DATA TO USE:
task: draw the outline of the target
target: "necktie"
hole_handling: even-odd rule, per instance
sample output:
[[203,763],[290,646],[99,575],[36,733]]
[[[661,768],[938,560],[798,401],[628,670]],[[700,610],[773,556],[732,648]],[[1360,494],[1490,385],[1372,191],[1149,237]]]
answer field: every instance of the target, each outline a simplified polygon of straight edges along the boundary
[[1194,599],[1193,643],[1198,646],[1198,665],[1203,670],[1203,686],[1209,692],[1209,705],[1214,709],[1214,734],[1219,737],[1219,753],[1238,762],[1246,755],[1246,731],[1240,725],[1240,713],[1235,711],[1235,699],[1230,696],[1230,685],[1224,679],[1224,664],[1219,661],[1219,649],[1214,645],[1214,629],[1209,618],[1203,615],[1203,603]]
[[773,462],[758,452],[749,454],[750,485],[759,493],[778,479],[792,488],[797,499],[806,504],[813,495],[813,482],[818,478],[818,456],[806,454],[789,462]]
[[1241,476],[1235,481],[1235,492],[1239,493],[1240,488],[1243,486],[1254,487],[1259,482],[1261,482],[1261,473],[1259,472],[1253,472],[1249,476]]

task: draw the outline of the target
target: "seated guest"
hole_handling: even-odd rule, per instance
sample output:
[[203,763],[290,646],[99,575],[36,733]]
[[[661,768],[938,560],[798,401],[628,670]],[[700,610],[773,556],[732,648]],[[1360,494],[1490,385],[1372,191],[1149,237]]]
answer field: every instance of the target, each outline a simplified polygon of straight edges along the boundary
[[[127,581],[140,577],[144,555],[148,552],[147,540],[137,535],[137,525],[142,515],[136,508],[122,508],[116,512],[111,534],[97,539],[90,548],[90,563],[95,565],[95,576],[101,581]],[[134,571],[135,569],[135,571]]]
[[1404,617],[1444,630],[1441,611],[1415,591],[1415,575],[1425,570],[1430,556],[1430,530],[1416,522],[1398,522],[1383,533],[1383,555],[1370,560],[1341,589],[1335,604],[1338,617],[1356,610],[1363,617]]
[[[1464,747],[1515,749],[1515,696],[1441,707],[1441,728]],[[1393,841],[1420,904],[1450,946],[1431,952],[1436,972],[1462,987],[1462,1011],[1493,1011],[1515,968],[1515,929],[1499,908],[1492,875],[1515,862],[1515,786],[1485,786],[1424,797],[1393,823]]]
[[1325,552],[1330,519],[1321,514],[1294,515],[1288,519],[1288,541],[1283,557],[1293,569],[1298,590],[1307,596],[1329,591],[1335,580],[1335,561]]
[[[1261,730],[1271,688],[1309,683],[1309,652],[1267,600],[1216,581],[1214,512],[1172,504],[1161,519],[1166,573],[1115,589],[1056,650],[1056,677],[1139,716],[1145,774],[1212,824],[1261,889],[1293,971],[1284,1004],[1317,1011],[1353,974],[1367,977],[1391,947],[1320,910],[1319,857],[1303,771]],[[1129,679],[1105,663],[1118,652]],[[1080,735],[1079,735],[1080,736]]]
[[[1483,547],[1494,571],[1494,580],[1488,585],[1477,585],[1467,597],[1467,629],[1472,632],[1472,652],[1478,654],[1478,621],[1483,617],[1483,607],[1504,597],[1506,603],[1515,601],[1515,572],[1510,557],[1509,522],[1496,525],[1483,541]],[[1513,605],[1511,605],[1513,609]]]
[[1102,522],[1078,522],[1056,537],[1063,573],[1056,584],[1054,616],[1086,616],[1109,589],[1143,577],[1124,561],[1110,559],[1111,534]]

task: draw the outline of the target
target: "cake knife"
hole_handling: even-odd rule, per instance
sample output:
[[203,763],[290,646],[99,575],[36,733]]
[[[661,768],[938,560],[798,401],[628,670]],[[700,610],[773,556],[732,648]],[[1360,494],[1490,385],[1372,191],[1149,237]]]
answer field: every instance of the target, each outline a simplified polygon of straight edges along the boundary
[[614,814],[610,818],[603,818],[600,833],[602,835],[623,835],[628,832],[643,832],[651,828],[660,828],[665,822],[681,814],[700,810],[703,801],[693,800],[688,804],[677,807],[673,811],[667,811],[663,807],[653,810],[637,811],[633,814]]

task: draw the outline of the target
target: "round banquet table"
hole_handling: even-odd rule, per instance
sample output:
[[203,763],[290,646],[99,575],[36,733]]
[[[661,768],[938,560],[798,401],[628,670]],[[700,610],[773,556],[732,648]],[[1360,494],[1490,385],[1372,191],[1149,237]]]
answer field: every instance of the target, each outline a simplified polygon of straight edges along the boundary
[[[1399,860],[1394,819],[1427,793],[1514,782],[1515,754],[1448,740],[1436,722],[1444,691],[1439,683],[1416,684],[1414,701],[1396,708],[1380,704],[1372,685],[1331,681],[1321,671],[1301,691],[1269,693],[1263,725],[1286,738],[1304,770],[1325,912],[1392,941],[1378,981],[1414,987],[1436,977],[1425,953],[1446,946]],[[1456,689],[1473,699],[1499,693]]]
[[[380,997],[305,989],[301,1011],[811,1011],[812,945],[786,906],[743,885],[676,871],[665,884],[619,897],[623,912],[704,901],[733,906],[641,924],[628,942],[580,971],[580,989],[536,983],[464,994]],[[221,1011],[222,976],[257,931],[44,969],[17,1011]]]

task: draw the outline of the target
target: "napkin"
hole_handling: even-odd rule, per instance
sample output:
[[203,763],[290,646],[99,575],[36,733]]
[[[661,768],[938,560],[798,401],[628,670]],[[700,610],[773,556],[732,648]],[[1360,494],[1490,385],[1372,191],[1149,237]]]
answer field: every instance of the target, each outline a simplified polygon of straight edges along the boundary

TASK TO COMPLETE: Repeat this material verbatim.

RESPONSE BELOW:
task: draw the outline of the target
target: "necktie"
hole_handling: even-odd rule, per instance
sample output:
[[203,763],[290,646],[99,575],[36,733]]
[[[661,768],[938,560],[798,401],[628,670]],[[700,610],[773,556],[732,648]],[[1360,494],[1490,385],[1372,191],[1149,237]]]
answer field: every instance of the target, each outline a simplified polygon of straight edges along the boundary
[[1194,599],[1193,643],[1198,646],[1198,665],[1203,670],[1203,686],[1209,692],[1209,705],[1214,709],[1214,734],[1219,737],[1219,753],[1238,762],[1246,755],[1246,731],[1240,725],[1240,713],[1235,711],[1235,699],[1230,696],[1230,685],[1224,679],[1224,664],[1219,661],[1219,649],[1214,645],[1214,629],[1209,618],[1203,615],[1203,603]]
[[773,462],[758,452],[749,454],[750,485],[759,493],[778,479],[792,488],[797,499],[806,504],[813,495],[813,482],[818,478],[818,456],[806,454],[789,462]]
[[1241,476],[1235,481],[1235,492],[1239,493],[1240,488],[1243,486],[1254,487],[1259,482],[1261,482],[1261,473],[1259,472],[1253,472],[1249,476]]

task: draw the outline of the target
target: "seated guest"
hole_handling: even-odd rule, per instance
sample output:
[[203,763],[290,646],[99,575],[36,733]]
[[[661,768],[938,560],[798,401],[628,670]],[[700,610],[773,556],[732,648]],[[1360,494],[1490,385],[1372,191],[1149,237]]]
answer field: every instance of the target, each outline a simplified polygon of straight edges along the boundary
[[[127,581],[140,577],[144,555],[148,552],[147,540],[137,535],[137,525],[142,515],[136,508],[122,508],[116,512],[111,534],[97,539],[90,548],[90,563],[95,565],[95,576],[101,581]],[[134,571],[135,569],[135,571]]]
[[1404,617],[1444,630],[1441,611],[1415,591],[1415,575],[1425,570],[1430,556],[1430,530],[1416,522],[1398,522],[1383,533],[1383,555],[1370,560],[1341,589],[1335,604],[1338,617],[1356,610],[1363,617]]
[[[1464,747],[1515,749],[1515,696],[1441,707],[1441,728]],[[1393,841],[1420,904],[1450,946],[1431,952],[1436,972],[1462,987],[1462,1011],[1493,1011],[1515,968],[1515,929],[1499,908],[1492,875],[1515,862],[1515,786],[1485,786],[1424,797],[1393,823]]]
[[1325,552],[1330,519],[1321,514],[1294,515],[1288,519],[1288,541],[1283,557],[1293,569],[1298,590],[1307,596],[1329,591],[1335,580],[1335,561]]
[[[1261,730],[1271,688],[1309,683],[1309,652],[1267,600],[1216,581],[1214,512],[1172,504],[1161,519],[1166,573],[1115,589],[1056,650],[1056,677],[1139,716],[1145,774],[1212,824],[1261,889],[1293,971],[1284,1004],[1317,1011],[1353,974],[1367,977],[1391,947],[1320,910],[1319,857],[1303,771]],[[1129,679],[1105,663],[1118,652]],[[1080,735],[1079,735],[1080,736]]]
[[[1483,547],[1494,571],[1494,580],[1488,585],[1477,585],[1467,597],[1467,629],[1472,632],[1472,652],[1478,654],[1478,621],[1483,617],[1483,607],[1504,597],[1506,603],[1515,601],[1515,572],[1510,557],[1509,522],[1496,525],[1483,541]],[[1513,605],[1511,605],[1513,609]]]
[[1102,522],[1078,522],[1056,537],[1063,573],[1056,584],[1054,616],[1086,616],[1109,589],[1143,577],[1124,561],[1110,559],[1111,534]]

task: draw the outline of the target
target: "cake knife"
hole_handling: even-odd rule, per instance
sample output:
[[203,763],[290,646],[99,575],[36,733]]
[[[661,768],[938,560],[798,401],[628,670]],[[700,610],[773,556],[732,648]],[[1360,494],[1490,385],[1372,191],[1149,237]]]
answer field: every instance of the target, each outline a simplified polygon of straight edges along the boundary
[[614,814],[610,818],[603,818],[600,833],[602,835],[623,835],[628,832],[643,832],[651,828],[660,828],[665,822],[681,814],[700,810],[703,801],[693,800],[688,804],[677,807],[673,811],[667,811],[663,807],[653,810],[637,811],[633,814]]

task: draw the outline of the target
target: "round banquet table"
hole_handling: even-odd rule, per instance
sample output:
[[203,763],[290,646],[99,575],[36,733]]
[[[661,768],[938,560],[798,401],[628,670]],[[700,610],[773,556],[732,648]],[[1360,494],[1490,385],[1372,191],[1149,237]]]
answer field: every instance of the target, each outline a simplified polygon of straight edges along the boundary
[[[1399,860],[1394,819],[1427,793],[1514,782],[1515,754],[1448,740],[1436,722],[1444,691],[1439,683],[1416,684],[1414,701],[1396,708],[1380,704],[1372,685],[1331,681],[1321,671],[1301,691],[1269,693],[1263,725],[1286,738],[1304,770],[1325,912],[1392,941],[1378,981],[1414,987],[1436,977],[1425,953],[1446,946]],[[1456,689],[1473,699],[1499,693]]]
[[[380,997],[305,989],[301,1011],[811,1011],[812,945],[786,906],[743,885],[676,871],[665,884],[619,897],[623,912],[704,901],[733,906],[641,924],[628,942],[580,971],[580,989],[536,983],[464,994]],[[221,1011],[222,976],[257,931],[44,969],[17,1011]]]

task: draw the outline of the target
target: "napkin"
hole_handling: even-odd rule, per instance
sample output:
[[203,763],[290,646],[99,575],[36,733]]
[[[661,768],[938,560],[798,401],[628,670]],[[700,610],[773,556],[732,648]],[[1360,494],[1490,385],[1372,191],[1149,237]]]
answer field: every instance of the target, each outline a simplified polygon of straight edges along the boundary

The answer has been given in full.